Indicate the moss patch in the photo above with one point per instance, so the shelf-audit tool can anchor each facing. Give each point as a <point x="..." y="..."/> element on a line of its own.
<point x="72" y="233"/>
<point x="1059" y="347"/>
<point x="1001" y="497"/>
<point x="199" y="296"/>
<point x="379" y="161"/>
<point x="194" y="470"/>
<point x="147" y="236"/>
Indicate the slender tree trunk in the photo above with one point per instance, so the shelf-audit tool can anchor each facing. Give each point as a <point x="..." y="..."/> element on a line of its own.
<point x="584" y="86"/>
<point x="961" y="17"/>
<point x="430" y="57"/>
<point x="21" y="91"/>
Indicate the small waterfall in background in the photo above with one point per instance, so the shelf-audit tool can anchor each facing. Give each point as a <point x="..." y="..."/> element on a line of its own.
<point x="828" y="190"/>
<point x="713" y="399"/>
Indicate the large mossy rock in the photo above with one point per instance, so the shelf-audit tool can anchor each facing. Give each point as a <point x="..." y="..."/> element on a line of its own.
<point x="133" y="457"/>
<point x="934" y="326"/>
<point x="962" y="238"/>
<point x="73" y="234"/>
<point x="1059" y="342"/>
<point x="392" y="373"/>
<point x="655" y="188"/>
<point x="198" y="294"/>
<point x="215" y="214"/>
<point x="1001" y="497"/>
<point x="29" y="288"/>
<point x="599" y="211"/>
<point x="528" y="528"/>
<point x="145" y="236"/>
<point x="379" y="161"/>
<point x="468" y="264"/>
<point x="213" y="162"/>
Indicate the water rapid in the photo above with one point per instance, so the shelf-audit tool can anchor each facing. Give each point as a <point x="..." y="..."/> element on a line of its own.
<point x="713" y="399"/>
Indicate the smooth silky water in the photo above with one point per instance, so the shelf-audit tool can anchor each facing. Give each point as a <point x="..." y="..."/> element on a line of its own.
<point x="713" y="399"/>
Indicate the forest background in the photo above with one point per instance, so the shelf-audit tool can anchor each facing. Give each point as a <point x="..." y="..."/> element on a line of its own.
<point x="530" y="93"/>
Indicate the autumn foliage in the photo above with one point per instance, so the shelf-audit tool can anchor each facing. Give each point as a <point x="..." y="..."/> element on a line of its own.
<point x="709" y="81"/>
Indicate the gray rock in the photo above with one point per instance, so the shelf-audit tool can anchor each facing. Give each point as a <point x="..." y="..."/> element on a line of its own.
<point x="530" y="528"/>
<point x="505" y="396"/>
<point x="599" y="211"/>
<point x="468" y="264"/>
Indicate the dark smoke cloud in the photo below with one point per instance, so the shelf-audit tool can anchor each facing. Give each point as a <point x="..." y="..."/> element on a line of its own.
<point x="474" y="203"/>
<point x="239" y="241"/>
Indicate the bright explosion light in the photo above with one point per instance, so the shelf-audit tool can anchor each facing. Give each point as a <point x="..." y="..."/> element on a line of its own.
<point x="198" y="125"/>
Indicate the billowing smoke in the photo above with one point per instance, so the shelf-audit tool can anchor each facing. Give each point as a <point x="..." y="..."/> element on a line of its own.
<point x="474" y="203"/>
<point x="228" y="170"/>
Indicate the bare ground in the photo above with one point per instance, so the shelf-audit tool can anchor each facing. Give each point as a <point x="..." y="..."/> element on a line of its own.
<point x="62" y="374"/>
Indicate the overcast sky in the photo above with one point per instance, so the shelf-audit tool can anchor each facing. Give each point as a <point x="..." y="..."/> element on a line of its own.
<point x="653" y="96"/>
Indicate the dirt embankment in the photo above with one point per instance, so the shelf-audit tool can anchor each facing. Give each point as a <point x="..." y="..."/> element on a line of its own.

—————

*GOAL OF THE EXERCISE:*
Transcribe all lines as written.

*SOLUTION:*
Indicate the moss patch in the photo above with one point per instance, so the shelf-audit tool can anchor each facing. Give each point as a <point x="..." y="..."/> element on a line of its own.
<point x="72" y="233"/>
<point x="1059" y="347"/>
<point x="1001" y="497"/>
<point x="199" y="296"/>
<point x="379" y="161"/>
<point x="194" y="470"/>
<point x="147" y="236"/>
Indicate the slender tree trunk in the photo above with one point per instance, so the shelf-audit tool can anchor each facing. Give each point as a <point x="..." y="..."/> element on a line of its own.
<point x="584" y="86"/>
<point x="961" y="17"/>
<point x="430" y="57"/>
<point x="21" y="91"/>
Indicate the small waterfall in background in the photo above with one point per instance, so the shelf-audit tool can anchor each facing. Give each point as a <point x="..." y="..."/> element on a line of its own.
<point x="828" y="190"/>
<point x="713" y="399"/>
Indicate the large mossy rock in the photo above with one point per instance, so the shelf-audit tool can anchor each facing. Give each point as a <point x="..." y="..."/> element on a line of its own.
<point x="133" y="457"/>
<point x="934" y="326"/>
<point x="962" y="238"/>
<point x="73" y="234"/>
<point x="1059" y="342"/>
<point x="392" y="373"/>
<point x="655" y="188"/>
<point x="198" y="294"/>
<point x="215" y="214"/>
<point x="1001" y="497"/>
<point x="29" y="288"/>
<point x="599" y="211"/>
<point x="528" y="528"/>
<point x="145" y="236"/>
<point x="379" y="161"/>
<point x="468" y="264"/>
<point x="213" y="162"/>
Indicate the water rapid in the photo above with one point per instance, so the shelf-audit tool can anchor each facing. Give each point as a <point x="..." y="..."/> element on a line of its own.
<point x="713" y="399"/>
Indicate the smooth silky water in the photo above with one point per instance, so the shelf-audit tool can anchor each facing. Give each point as a <point x="..." y="..."/> element on a line of its own.
<point x="713" y="399"/>
Indicate the forest background in the photo above with one point per instance, so the shelf-audit tool can anchor each facing. Give each point as a <point x="..." y="..."/> element on a line of its own.
<point x="530" y="93"/>
Indicate the autumn foliage in the photo above with one point per instance, so the shelf-audit tool can anchor each facing. Give each point as a <point x="..." y="..."/> element on a line of its own.
<point x="709" y="81"/>
Indicate the gray rock in the photo above with one point per instance, so the shelf-audit tool can anchor each facing. Give each point as a <point x="..." y="..."/> element on a line of its own.
<point x="530" y="528"/>
<point x="505" y="396"/>
<point x="599" y="211"/>
<point x="468" y="264"/>
Indicate the dark smoke cloud in the photo below with one point per instance, so the shelf-audit tool can anchor each facing. Give each point as a <point x="..." y="..."/> element on a line of its own.
<point x="474" y="203"/>
<point x="239" y="241"/>
Indicate the bright explosion light in the photo above with one point per instance, so the shelf-audit tool can anchor each facing. Give each point as a <point x="..." y="..."/> element on a line of its own.
<point x="198" y="125"/>
Indicate the billowing smoke in the photo above with one point per instance, so the shelf-audit tool can anchor each facing. Give each point as a <point x="..." y="..."/> element on a line of its own.
<point x="474" y="203"/>
<point x="228" y="170"/>
Indicate the bare ground in the photo above with one point per instance, so the shelf-audit tool can anchor each facing. Give each point as a <point x="..." y="..."/> element on a line of its own.
<point x="62" y="374"/>
Indicate the overcast sky in the photo above with one point per instance, so the shelf-audit tool can anchor each facing. Give each point as a <point x="..." y="..."/> element on a line of its own.
<point x="653" y="96"/>
Indicate the dirt embankment in the photo above with one point per instance, so the shelf-audit tool can anchor each facing. Give each point as a <point x="..." y="..."/> element on a line of its own.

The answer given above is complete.